**PROVIDED DATA**
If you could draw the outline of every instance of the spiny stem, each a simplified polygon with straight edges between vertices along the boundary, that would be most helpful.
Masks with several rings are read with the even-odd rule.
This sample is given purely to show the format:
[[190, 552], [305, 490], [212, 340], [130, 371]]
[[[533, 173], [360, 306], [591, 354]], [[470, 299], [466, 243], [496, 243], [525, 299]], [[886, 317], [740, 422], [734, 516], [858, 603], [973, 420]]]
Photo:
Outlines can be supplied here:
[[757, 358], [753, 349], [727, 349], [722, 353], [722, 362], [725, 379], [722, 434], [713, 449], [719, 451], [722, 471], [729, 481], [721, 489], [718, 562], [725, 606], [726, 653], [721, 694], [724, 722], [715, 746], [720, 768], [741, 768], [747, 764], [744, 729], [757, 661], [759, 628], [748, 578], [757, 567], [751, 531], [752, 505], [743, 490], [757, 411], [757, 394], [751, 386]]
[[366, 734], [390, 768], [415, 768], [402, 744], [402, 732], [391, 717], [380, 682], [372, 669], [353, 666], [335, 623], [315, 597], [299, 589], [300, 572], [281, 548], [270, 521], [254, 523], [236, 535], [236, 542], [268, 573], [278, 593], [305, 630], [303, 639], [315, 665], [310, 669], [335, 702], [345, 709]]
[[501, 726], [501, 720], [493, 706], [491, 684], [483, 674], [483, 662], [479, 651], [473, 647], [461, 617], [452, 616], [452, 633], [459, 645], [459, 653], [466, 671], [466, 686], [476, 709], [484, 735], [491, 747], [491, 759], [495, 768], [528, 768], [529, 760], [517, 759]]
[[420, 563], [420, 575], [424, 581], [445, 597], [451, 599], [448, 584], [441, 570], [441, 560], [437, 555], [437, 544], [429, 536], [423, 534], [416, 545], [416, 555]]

**TASK REQUIREMENTS**
Copy out each line of the listing that holds the word "with".

**SOLUTION TO THIS TASK**
If you could draw the outline of every instance of the spiny stem, each a simplified polygon with straight edges between vertices along the boundary, that would be most helpful.
Masks with several rings are read with the even-odd rule.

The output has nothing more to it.